Stored data entries -
• • • • •

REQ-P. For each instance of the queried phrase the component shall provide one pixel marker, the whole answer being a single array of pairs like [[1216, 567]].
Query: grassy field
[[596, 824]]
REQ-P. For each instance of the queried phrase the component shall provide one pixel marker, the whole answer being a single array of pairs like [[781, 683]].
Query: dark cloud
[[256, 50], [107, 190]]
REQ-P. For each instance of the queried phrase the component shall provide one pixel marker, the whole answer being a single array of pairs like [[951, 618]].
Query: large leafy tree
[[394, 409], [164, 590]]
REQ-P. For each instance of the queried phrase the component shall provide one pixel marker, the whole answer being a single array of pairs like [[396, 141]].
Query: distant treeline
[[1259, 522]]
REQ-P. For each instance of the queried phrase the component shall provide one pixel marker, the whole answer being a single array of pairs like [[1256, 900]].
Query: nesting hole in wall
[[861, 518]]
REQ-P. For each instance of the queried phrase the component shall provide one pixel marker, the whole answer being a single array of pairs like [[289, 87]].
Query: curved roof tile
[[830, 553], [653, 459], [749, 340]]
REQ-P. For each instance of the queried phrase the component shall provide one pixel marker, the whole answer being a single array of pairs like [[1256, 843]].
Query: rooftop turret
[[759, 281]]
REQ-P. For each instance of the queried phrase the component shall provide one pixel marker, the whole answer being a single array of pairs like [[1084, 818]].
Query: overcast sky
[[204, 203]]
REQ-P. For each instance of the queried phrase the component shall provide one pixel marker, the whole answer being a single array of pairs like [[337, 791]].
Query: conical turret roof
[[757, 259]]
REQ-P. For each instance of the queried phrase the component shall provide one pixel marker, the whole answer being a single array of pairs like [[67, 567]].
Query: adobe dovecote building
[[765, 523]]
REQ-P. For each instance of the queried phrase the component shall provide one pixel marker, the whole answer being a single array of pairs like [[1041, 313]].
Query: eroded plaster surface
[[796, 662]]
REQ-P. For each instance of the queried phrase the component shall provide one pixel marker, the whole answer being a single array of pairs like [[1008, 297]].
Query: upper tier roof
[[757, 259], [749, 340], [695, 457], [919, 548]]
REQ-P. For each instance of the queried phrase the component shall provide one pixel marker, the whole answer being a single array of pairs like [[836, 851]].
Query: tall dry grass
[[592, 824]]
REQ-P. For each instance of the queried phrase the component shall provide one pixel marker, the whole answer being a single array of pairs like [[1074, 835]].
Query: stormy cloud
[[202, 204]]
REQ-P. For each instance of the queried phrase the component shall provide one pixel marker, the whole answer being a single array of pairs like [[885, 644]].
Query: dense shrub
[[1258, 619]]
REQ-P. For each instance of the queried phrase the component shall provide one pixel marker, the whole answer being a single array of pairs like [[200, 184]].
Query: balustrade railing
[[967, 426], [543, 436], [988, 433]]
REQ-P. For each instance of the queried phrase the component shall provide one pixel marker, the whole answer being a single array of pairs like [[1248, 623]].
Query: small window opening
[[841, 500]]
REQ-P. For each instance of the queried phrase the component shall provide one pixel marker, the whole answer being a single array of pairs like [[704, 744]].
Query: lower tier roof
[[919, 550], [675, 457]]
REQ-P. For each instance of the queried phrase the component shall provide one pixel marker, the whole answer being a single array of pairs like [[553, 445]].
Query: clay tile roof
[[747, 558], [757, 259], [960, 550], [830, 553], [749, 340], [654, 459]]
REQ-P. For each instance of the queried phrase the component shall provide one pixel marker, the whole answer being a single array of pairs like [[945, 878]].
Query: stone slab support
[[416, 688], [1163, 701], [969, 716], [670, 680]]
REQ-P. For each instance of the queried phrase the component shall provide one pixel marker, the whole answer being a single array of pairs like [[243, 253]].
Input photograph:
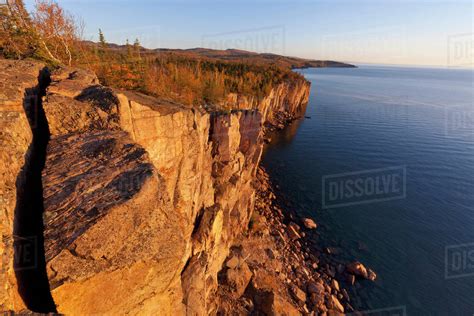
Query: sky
[[398, 32]]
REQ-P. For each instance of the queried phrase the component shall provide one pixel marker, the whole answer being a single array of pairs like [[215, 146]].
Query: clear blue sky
[[423, 32]]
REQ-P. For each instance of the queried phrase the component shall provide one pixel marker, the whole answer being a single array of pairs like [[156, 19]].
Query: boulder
[[309, 223], [358, 269], [239, 278], [335, 304]]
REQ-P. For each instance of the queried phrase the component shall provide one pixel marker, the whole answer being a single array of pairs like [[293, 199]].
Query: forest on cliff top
[[52, 35]]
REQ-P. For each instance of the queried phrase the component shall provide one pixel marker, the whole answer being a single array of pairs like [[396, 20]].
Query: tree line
[[53, 35]]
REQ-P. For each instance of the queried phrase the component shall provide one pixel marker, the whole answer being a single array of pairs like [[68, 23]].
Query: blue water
[[417, 119]]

• • • • •

About this task -
Please reproduce each entry above word for word and keep the pictures out of the copy.

Solution to this task -
REQ-P. For each instance of the queried phrase the component shall provide one pixel marker, the whole answer being a single array of pairs like [[1216, 567]].
Query: grassy field
[[596, 824]]
REQ-P. For each instance of the queried phrase the component shall provide one pixel marker, the whole answer being a single array of pairs like [[781, 683]].
Query: dark cloud
[[256, 50], [107, 190]]
REQ-P. For each instance of the queried phrase the component shall provide one pixel marker, the whole answer being a single array of pairs like [[951, 618]].
Query: large leafy tree
[[394, 409], [164, 590]]
REQ-P. For each instance of the queried phrase the component shall provide one pixel marker, the whole answer being a single array of pairs like [[396, 141]].
Query: distant treeline
[[1259, 522]]
REQ-P. For each instance of the queried phrase the component shall provide one pixel marker, the whole answer being a single array of pairs like [[1256, 900]].
Query: nesting hole in wall
[[861, 518]]
REQ-P. For each instance of the queried phrase the component shall provide one pixel marker, the whole answer being a single array of pairs like [[289, 87]].
Query: curved roof tile
[[830, 553], [653, 459], [749, 340]]
REQ-P. For each instance of the queried phrase the component shall provide one pixel marker, the whole answer being a single array of pairs like [[1256, 843]].
Query: rooftop turret
[[759, 281]]
REQ-P. For each instance of the queried phrase the component shall provide one pixel marker, the whole answer being a single array of pairs like [[1084, 818]].
Query: overcast sky
[[204, 203]]
REQ-P. For each instance of the queried phrase the component shall provide one pixel marker, the whole answer being a single array of pairs like [[337, 791]].
Query: conical turret roof
[[757, 259]]
REQ-P. For each instance of the queried phrase the component shall provide one pixel marker, the whole answer being a single array of pairs like [[67, 567]].
Query: adobe dovecote building
[[765, 523]]
REQ-P. For each instance of the queried phrase the component shall provide one pixel marker, the whole answer being a single array of pairs like [[1041, 313]].
Query: eroded plaster surface
[[796, 662]]
REQ-P. For each instance of the queried phrase the component shall provide one pixel marker, the whole answer being a single array of pairs like [[1008, 297]].
Query: upper tier roof
[[757, 259], [749, 340], [695, 457], [919, 548]]
REQ-P. For each instance of the queried phrase the component shall provide one pixel marker, the whole answer being a single array of pairs like [[836, 851]].
Query: tall dry grass
[[592, 824]]
REQ-P. For each instance of the queried phrase the component shall provide one pixel marker, the whole answer being a single array of pairs like [[1074, 835]].
Query: stormy cloud
[[202, 204]]
REQ-P. For each instance of the queried phrase the component shall provide one pixel marker, the whole answer being a single array of pairs like [[885, 644]].
Query: dense shrub
[[1258, 619]]
REQ-P. For each instance of the queried phrase the component shall provide one pixel marker, the whole answer being a single array of pairs like [[200, 184]].
Query: balustrade railing
[[967, 426], [543, 436], [988, 433]]
REQ-P. For each instance of the queried phrase the component shall provide one pixel marker, the whole answer being a single array of pairs like [[1248, 623]].
Query: small window opening
[[841, 500]]
REQ-P. For each instance of the queried phrase the component shall provide one pixel marker, the whole answer being a single array of pairs like [[704, 744]].
Query: lower tier roof
[[919, 550], [675, 457]]
REQ-P. For each instance of the queried phrase the component shall provide one pixel marker, the whole answer being a single array of pairs like [[553, 445]].
Query: clay tile roof
[[747, 558], [757, 259], [960, 550], [830, 553], [749, 340], [654, 459]]
REQ-P. For each instance of the queried phrase the component shall provide one pixel marker, the whole answer being a single array of pairs like [[945, 878]].
Query: stone slab support
[[416, 688], [1163, 701], [969, 716], [670, 680]]
REQ-P. For each instance of the queried phrase the component shall provide one pixel marker, the whole answer being a single array of pairs like [[243, 253]].
Input photograph:
Query: sky
[[398, 32]]
REQ-P. For each instance of the queried phrase the component shall provide one pixel marker, the whole answer being a single array of pairs like [[215, 146]].
Query: clear blue sky
[[423, 32]]
REQ-P. For each instance of the queried phrase the component shall provide one pixel marker, the whole answer being a single array of pairs like [[156, 19]].
Query: boulder
[[309, 223], [358, 269], [239, 278], [335, 304]]
REQ-P. For each instance of the queried phrase the component shall provide one pixel marker, the whole answer being a single array of pairs like [[293, 199]].
Query: forest on cliff top
[[52, 35]]
REQ-P. For each instance of the queried phrase the component shall provide one pixel marker, the whole answer being a single array of pairs like [[396, 20]].
Query: tree line
[[53, 35]]
REQ-P. For each instance of the queried phrase the component shall provide one pixel marker, the whole answer being a single array of pairs like [[68, 23]].
Query: blue water
[[417, 119]]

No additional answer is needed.